BP算法在minist數據集上的簡單實現


BP算法在minist上的簡單實現

數據:http://yann.lecun.com/exdb/mnist/

參考:blog,blog2,blog3,tensorflow

推導:http://www.cnblogs.com/yueshangzuo/p/8025157.html

基本實現

import struct
import random
import numpy as np
from math import sqrt

class Data:
    def __init__(self):
        print 'parameter initializing...'
        self.num_train= 50000
        self.num_confirm=10000
        self.num_test= 10000
        self.node_in=28*28
        self.node_out=10
        # need to adjust
        #epoch:8 hide_node:39 accuracy:0.9613
        #epoch:8 hide_node:44 accuracy:0.9612
        #epoch:8 hide_node:48 accuracy:0.9624
        #epoch:9 hide_node:48 accuracy:0.9648
        #epoch:10 hide_node:200 accuracy:0.9724
        self.epoch= 15
        self.node_hide= 30
        self.study_rate= 0.05
        self.error_limit= 1e-2

    def read_train_image(self,filename):
        print 'reading train-image data...'
        binfile=open(filename,'rb')
        buffer=binfile.read()
        index=0
        magic,num,rows,colums = struct.unpack_from('>IIII',buffer,index)  #>I:big-endian,unsigned int
        index+=struct.calcsize('IIII')
        for i in range(self.num_train):
            im=struct.unpack_from('784B',buffer,index)  #28*28=786,B unsigned char
            index+=struct.calcsize('784B')
            im=np.array(im)
            im=im.reshape(1,784)/255.0   #28*28-->1
            self.train_imag_list[i,:]=im
        j=0
        for i in range(self.num_train,self.num_train+self.num_confirm):
            im=struct.unpack_from('784B',buffer,index)
            index+=struct.calcsize('784B')
            im=np.array(im)
            im=im.reshape(1,784)/255.0
            self.confirm_imag_list[j,:]=im
            j=j+1

    def read_train_label(self,filename):
        print 'reading train-label data...'
        binfile=open(filename,'rb')

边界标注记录
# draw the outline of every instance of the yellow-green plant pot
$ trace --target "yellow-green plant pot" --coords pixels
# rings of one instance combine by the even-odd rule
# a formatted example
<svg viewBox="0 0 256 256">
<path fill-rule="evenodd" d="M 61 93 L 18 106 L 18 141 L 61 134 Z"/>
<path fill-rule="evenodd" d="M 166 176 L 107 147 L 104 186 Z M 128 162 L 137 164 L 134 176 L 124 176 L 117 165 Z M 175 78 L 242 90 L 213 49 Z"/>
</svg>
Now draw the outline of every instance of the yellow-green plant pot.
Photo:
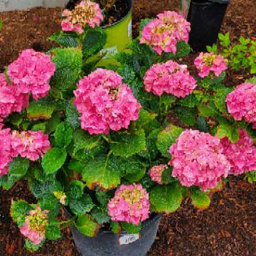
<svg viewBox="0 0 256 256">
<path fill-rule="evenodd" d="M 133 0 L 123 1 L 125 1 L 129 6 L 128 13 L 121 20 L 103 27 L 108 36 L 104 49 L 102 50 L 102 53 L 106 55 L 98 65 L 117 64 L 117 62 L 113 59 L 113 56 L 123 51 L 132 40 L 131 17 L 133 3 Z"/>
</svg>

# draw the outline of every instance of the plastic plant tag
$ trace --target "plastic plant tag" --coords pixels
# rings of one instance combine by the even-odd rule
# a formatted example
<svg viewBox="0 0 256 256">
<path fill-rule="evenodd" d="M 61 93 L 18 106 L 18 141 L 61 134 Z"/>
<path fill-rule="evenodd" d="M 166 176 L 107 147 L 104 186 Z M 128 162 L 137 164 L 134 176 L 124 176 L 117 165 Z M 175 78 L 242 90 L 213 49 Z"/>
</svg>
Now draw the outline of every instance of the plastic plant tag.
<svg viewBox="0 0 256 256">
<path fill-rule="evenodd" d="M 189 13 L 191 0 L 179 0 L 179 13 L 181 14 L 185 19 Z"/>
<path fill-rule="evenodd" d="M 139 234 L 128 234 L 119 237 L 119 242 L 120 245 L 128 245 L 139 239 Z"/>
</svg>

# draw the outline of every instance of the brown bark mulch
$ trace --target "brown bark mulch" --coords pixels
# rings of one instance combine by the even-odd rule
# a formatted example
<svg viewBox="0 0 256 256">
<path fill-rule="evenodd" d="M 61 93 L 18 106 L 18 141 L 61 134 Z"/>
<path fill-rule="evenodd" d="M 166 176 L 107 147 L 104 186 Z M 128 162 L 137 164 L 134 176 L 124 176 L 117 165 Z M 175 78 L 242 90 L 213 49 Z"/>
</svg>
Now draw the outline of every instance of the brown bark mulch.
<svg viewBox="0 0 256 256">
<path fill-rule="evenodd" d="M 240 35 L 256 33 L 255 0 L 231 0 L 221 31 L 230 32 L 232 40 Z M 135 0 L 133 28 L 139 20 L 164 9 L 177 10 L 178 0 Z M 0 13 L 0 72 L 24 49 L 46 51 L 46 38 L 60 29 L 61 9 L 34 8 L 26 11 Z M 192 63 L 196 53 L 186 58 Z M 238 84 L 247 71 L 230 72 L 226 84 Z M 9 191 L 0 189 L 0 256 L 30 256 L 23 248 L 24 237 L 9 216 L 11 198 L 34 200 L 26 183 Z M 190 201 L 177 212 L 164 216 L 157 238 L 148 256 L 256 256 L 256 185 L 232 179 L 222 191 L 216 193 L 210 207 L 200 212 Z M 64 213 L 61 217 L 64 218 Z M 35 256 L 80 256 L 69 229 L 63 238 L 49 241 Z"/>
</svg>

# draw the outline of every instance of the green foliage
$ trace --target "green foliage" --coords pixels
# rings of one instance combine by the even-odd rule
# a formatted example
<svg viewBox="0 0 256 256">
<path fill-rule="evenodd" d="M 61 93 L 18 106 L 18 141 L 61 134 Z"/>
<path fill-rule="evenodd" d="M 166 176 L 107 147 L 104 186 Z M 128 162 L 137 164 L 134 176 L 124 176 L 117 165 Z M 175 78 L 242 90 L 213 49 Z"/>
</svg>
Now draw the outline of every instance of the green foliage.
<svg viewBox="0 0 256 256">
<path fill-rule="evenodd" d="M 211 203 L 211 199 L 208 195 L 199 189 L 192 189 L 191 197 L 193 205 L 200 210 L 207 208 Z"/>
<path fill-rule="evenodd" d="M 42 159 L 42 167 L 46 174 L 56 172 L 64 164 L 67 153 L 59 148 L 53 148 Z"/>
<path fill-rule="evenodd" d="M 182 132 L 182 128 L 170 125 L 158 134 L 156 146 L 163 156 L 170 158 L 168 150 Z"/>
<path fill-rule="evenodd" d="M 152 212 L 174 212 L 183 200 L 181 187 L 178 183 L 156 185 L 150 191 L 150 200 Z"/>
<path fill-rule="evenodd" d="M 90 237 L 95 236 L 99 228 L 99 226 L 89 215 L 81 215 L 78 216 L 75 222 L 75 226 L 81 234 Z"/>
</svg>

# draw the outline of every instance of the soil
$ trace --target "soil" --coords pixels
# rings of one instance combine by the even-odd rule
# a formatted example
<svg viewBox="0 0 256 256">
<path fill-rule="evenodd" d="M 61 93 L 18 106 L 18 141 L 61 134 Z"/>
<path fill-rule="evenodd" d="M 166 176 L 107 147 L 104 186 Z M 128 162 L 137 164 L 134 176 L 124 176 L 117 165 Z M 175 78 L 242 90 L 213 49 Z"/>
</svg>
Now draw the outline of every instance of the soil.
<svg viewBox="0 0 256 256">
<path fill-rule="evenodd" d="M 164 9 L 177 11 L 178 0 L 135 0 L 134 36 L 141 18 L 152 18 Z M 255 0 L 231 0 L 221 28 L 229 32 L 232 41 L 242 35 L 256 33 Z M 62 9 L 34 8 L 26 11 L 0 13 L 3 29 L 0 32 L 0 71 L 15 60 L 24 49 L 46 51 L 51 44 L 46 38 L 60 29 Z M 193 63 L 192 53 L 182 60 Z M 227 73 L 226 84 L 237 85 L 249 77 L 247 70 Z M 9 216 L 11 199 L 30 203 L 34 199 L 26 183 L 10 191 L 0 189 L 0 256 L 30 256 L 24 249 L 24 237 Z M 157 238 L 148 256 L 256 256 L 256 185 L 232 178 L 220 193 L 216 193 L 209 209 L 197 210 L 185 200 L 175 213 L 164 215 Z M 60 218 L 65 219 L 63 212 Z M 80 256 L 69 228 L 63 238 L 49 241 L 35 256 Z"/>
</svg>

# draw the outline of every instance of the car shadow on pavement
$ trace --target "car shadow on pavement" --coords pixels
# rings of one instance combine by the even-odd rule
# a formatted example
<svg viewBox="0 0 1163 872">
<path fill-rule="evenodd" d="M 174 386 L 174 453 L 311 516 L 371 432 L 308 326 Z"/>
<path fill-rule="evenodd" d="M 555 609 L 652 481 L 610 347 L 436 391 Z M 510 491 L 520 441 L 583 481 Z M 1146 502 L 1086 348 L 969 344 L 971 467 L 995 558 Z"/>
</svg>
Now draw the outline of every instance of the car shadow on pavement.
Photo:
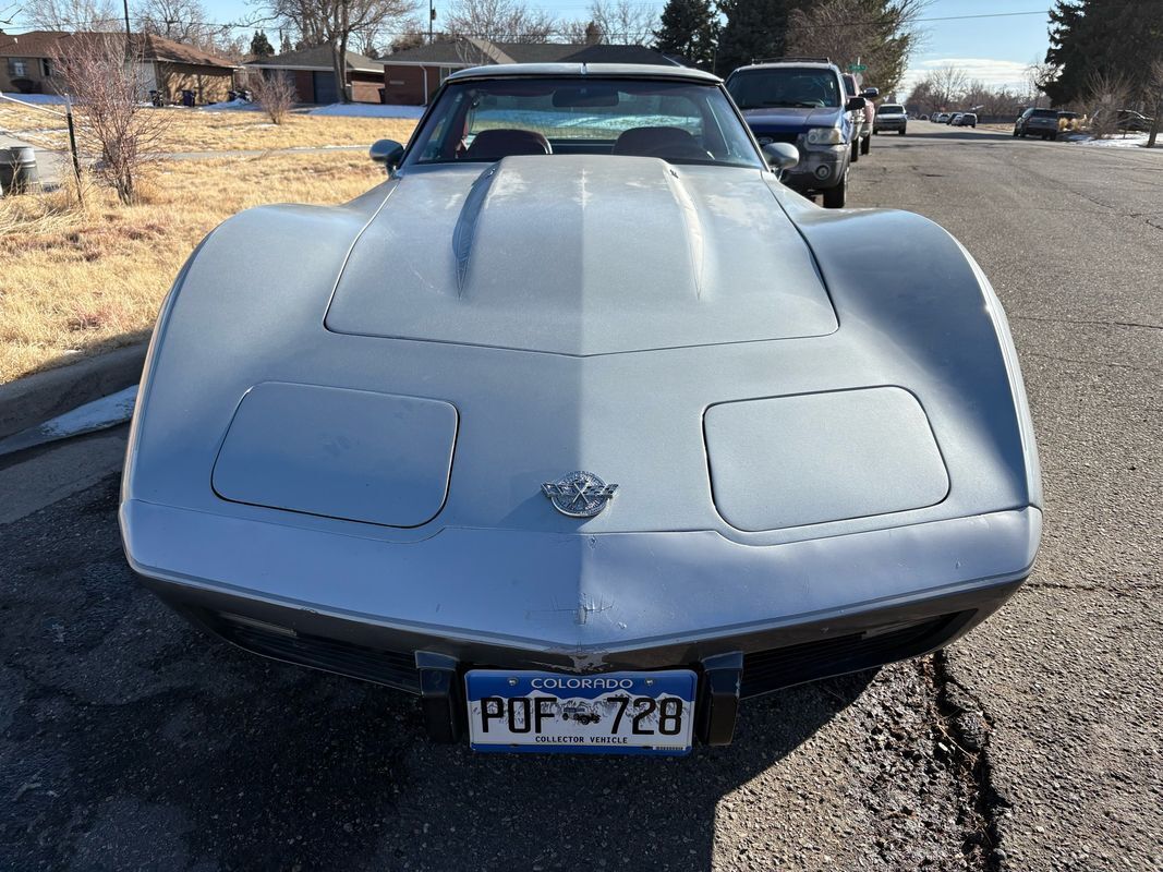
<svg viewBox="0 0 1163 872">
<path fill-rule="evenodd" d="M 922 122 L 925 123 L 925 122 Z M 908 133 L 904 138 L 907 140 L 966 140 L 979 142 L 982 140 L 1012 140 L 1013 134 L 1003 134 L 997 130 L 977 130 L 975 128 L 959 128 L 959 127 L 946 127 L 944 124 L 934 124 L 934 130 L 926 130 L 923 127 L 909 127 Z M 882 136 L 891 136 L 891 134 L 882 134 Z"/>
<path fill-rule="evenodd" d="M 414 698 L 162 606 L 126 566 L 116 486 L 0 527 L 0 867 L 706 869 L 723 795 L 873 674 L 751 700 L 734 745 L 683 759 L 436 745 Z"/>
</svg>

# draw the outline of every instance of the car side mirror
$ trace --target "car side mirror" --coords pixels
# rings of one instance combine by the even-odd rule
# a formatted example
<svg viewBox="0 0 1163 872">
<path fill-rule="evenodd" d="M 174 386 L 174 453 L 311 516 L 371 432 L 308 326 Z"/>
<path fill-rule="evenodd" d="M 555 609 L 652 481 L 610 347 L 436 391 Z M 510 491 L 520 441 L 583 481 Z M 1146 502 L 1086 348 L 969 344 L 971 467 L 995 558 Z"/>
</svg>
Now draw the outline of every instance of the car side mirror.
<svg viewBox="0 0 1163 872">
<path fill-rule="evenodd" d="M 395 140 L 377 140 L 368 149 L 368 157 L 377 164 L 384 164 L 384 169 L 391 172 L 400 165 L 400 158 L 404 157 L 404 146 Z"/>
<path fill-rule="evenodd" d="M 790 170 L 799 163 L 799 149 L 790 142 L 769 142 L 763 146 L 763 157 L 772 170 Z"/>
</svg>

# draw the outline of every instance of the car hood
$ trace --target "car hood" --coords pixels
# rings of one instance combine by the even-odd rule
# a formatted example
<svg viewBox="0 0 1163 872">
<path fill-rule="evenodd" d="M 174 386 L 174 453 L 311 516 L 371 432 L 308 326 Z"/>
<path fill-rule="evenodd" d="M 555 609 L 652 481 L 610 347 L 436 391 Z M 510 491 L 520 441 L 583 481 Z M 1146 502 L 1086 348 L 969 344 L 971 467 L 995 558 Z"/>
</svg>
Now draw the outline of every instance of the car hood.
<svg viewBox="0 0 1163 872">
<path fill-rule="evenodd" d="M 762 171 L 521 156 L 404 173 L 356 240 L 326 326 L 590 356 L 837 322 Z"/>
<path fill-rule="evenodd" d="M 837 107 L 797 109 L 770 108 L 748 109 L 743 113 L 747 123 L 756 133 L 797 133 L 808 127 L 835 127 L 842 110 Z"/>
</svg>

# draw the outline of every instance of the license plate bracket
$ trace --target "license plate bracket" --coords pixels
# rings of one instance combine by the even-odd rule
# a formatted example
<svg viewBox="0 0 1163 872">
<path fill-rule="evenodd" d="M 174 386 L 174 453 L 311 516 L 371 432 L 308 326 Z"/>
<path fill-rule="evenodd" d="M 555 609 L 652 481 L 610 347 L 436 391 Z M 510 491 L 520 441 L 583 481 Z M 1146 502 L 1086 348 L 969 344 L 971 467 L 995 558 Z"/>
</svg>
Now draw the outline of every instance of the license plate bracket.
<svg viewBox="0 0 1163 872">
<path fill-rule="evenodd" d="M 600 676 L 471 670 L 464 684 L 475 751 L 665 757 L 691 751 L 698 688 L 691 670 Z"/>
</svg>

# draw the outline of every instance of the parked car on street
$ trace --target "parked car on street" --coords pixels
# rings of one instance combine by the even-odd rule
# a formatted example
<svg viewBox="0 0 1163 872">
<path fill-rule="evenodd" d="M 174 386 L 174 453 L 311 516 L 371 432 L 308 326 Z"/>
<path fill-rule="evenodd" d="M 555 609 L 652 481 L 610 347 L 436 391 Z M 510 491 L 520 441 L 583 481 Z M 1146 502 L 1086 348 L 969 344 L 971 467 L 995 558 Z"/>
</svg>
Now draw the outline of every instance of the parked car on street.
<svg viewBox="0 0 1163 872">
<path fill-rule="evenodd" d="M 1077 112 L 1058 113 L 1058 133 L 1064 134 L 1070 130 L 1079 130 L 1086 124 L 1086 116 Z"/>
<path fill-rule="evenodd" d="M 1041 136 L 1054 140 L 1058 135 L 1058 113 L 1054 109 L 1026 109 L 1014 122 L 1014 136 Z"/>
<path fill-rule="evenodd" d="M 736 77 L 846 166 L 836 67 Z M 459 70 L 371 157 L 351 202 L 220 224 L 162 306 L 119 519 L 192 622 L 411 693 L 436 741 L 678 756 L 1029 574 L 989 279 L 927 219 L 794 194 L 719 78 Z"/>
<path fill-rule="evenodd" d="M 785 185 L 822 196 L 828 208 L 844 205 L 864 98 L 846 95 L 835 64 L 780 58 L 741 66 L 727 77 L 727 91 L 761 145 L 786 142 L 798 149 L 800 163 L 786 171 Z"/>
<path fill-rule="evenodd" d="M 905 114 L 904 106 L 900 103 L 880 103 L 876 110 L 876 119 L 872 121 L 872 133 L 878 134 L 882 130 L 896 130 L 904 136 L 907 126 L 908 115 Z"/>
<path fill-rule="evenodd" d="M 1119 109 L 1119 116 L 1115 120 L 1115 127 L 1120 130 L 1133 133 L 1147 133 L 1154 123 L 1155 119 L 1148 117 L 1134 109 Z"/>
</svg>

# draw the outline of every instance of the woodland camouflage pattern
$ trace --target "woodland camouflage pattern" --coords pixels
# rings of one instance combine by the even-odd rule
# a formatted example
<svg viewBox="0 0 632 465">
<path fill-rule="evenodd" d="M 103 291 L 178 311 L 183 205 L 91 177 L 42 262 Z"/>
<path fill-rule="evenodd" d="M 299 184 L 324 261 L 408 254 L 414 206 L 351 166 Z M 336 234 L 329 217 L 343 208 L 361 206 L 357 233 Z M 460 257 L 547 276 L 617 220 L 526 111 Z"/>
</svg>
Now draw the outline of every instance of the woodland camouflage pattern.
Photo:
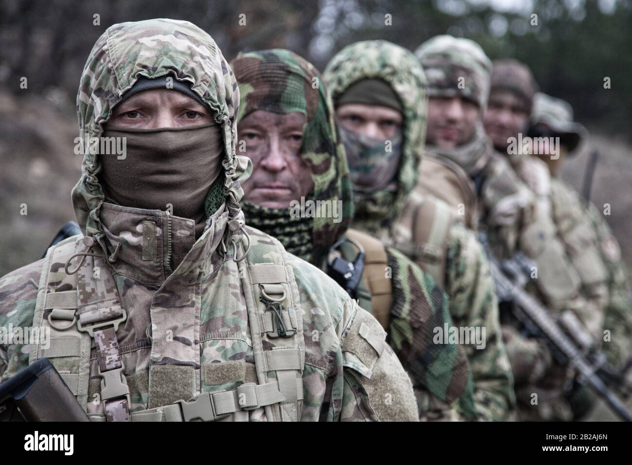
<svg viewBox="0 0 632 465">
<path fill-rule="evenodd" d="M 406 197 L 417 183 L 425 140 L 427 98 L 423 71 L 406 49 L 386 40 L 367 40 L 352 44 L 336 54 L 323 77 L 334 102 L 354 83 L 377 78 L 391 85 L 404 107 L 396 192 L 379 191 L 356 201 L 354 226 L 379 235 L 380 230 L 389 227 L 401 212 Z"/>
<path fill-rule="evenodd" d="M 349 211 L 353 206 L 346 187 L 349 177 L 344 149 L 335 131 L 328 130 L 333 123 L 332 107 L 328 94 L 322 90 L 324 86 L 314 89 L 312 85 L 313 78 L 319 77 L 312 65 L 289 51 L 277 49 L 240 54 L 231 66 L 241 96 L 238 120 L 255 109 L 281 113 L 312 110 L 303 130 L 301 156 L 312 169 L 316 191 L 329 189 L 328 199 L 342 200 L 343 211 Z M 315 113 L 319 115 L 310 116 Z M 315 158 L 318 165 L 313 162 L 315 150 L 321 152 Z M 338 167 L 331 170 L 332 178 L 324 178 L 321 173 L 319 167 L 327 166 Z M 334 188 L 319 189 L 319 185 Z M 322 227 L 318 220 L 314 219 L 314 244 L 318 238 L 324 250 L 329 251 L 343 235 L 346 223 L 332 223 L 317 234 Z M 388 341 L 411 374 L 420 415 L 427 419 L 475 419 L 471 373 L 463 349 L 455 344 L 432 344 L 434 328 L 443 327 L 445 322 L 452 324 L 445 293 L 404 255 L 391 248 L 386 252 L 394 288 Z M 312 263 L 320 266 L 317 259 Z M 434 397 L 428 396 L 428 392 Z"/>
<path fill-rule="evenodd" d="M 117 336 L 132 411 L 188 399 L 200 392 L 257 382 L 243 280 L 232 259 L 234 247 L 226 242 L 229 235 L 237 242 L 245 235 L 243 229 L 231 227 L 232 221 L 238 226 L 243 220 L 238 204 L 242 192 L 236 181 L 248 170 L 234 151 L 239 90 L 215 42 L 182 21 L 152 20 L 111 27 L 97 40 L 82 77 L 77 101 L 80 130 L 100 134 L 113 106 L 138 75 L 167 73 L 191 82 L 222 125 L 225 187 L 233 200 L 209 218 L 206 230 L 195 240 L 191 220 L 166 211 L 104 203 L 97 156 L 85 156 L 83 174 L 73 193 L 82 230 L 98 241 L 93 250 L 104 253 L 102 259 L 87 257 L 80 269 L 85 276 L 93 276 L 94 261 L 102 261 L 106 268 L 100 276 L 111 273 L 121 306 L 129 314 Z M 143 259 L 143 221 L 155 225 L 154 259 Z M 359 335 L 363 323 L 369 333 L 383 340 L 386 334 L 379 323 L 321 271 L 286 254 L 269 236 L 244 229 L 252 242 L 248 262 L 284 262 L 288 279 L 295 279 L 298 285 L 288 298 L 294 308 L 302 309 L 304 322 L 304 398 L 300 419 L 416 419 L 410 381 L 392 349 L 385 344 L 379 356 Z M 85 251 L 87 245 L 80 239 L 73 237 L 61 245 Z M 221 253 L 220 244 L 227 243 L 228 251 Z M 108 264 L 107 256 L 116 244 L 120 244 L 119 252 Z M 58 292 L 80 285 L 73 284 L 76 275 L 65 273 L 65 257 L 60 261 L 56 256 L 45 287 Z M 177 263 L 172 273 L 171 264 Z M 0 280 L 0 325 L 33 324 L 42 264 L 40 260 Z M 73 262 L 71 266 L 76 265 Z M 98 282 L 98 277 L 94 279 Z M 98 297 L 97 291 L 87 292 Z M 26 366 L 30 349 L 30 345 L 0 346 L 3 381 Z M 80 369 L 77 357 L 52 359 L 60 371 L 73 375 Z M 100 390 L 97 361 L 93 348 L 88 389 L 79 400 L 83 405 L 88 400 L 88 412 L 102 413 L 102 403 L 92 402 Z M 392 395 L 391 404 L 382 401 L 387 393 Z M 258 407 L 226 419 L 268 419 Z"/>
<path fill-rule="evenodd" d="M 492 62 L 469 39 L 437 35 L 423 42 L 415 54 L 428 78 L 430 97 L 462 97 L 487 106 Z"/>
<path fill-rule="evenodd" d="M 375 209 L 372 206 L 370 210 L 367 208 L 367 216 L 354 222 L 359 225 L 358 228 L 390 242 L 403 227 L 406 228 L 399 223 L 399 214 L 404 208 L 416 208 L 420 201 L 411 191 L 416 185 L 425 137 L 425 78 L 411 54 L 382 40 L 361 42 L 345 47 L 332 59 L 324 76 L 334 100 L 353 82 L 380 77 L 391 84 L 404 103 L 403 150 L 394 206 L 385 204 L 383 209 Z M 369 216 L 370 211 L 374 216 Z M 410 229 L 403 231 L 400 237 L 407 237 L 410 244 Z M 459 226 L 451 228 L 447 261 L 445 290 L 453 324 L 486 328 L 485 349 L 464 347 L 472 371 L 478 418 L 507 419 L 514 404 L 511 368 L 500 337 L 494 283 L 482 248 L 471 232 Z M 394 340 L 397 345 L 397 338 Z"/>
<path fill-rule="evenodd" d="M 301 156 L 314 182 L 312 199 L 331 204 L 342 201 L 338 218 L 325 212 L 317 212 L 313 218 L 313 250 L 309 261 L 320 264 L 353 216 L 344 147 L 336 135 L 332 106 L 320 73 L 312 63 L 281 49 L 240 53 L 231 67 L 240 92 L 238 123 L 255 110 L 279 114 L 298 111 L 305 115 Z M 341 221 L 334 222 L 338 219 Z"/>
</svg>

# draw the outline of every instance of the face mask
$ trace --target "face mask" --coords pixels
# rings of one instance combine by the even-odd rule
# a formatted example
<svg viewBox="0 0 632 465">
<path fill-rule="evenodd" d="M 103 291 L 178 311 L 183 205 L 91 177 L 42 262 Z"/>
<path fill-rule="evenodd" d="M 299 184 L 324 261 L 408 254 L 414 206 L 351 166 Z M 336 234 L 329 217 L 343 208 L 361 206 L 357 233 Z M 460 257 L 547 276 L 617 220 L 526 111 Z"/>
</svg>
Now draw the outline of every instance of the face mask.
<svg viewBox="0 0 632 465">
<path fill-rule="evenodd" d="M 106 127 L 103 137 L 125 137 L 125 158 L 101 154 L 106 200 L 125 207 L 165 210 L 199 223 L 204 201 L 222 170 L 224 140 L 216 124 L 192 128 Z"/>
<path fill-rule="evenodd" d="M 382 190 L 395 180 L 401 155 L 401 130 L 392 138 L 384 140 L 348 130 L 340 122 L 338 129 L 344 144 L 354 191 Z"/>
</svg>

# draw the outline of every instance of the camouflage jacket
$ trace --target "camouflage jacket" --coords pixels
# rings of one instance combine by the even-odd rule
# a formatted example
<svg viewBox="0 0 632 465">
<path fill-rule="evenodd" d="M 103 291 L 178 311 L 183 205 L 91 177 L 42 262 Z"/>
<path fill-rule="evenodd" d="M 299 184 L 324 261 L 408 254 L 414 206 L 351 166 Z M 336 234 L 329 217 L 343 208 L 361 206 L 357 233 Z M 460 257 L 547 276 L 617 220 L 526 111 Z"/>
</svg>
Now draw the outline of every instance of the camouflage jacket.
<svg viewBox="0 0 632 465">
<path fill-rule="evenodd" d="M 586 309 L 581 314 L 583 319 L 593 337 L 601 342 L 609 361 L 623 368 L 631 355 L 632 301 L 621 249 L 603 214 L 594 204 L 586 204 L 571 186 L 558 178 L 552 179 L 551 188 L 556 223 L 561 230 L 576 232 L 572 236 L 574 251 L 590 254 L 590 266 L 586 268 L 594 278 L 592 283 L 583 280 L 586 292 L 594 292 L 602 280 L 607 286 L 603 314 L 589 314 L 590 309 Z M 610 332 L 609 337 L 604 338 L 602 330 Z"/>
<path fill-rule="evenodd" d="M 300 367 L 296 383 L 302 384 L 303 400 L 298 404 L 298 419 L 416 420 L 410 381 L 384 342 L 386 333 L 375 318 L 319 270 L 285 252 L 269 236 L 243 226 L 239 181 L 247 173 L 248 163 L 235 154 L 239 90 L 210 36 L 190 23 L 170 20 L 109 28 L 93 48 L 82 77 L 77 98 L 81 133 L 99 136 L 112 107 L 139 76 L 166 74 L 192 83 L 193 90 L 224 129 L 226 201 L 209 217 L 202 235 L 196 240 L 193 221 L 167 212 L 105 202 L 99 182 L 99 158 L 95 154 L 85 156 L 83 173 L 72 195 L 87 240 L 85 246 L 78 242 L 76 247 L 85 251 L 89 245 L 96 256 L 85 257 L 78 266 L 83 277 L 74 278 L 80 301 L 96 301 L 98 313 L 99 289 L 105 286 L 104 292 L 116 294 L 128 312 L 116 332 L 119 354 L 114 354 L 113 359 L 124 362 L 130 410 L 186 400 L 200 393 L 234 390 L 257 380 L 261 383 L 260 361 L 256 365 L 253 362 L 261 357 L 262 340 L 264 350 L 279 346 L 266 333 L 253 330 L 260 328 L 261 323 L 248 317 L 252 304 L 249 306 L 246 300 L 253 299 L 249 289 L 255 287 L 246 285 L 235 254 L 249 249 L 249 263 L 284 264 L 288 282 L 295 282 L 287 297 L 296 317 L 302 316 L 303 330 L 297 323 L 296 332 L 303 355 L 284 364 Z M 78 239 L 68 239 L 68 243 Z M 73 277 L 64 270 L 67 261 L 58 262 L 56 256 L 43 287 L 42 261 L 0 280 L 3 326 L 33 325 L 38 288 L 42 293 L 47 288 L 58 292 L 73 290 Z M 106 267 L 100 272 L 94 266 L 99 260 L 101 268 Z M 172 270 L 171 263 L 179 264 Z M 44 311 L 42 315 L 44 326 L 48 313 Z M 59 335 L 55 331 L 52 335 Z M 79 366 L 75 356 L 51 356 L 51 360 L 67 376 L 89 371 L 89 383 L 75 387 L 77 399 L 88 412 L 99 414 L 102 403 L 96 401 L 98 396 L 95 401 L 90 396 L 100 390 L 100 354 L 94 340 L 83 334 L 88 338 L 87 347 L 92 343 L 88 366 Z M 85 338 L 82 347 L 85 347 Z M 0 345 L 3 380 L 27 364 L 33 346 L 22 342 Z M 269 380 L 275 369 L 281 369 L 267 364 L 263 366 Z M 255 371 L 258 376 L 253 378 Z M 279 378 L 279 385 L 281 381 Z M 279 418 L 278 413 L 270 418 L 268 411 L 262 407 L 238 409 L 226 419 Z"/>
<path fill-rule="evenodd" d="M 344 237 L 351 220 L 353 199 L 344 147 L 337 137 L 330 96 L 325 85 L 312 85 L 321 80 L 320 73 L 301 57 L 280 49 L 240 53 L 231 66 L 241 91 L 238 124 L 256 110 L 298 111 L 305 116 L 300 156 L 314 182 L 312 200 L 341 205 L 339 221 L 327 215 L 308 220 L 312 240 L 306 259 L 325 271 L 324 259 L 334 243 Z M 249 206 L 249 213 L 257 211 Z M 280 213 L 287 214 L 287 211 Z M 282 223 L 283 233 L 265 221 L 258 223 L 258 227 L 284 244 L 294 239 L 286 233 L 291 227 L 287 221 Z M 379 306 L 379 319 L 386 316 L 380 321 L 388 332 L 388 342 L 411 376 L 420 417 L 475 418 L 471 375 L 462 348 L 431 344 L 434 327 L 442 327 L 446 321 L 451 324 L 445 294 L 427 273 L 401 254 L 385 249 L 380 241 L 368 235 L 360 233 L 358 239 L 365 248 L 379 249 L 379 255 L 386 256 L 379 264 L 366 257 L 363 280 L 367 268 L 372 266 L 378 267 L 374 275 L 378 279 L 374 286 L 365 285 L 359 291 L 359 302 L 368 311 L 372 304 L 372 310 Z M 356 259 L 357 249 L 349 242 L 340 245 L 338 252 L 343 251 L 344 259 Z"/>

> **待完成任务**
在讲 BP 算法实现的展示文本中，代码里的 self.node_hide 被设为多少？

> **任务回答**
self.node_hide 被设为 30。